> _Input for this task_
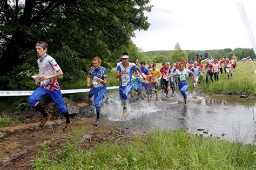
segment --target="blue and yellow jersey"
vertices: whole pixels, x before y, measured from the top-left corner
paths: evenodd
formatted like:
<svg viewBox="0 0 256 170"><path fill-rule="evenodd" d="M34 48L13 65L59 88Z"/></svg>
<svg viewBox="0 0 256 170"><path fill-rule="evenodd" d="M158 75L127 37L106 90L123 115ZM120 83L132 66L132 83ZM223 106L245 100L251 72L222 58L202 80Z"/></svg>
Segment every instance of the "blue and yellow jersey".
<svg viewBox="0 0 256 170"><path fill-rule="evenodd" d="M88 71L88 74L92 76L92 85L93 87L100 87L106 85L102 83L96 82L97 79L104 80L107 78L107 71L103 66L100 66L99 69L97 70L93 66L91 67Z"/></svg>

> _Your instructions_
Rewrite the entries above with every "jersey" switched to "shirt", keeping everything else unchanged. Leave the pictures out.

> _Correct result_
segment --target="blue and yellow shirt"
vertices: whole pixels, x before y, measured from the top-left corner
paths: evenodd
formatted like:
<svg viewBox="0 0 256 170"><path fill-rule="evenodd" d="M34 48L13 65L59 88Z"/></svg>
<svg viewBox="0 0 256 170"><path fill-rule="evenodd" d="M158 75L127 37L106 90L123 115ZM120 83L132 66L132 83ZM223 106L245 100L251 72L222 58L202 80Z"/></svg>
Segment every instance of the "blue and yellow shirt".
<svg viewBox="0 0 256 170"><path fill-rule="evenodd" d="M88 71L88 74L92 76L92 85L93 87L100 87L106 85L102 83L96 82L97 79L104 80L107 78L107 71L103 66L100 66L99 69L97 70L93 66L91 67Z"/></svg>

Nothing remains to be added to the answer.